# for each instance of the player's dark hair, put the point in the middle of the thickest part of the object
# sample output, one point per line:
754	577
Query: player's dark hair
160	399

-------------------------

§ Exercise brief
Reproduce each of the lines above verbatim, with no changes.

§ Solution for this exercise
# for each instance of the player's dark hair, put the point in the middle of the thickest part of the object
# sample output, one point per line:
754	577
Query: player's dark hair
160	399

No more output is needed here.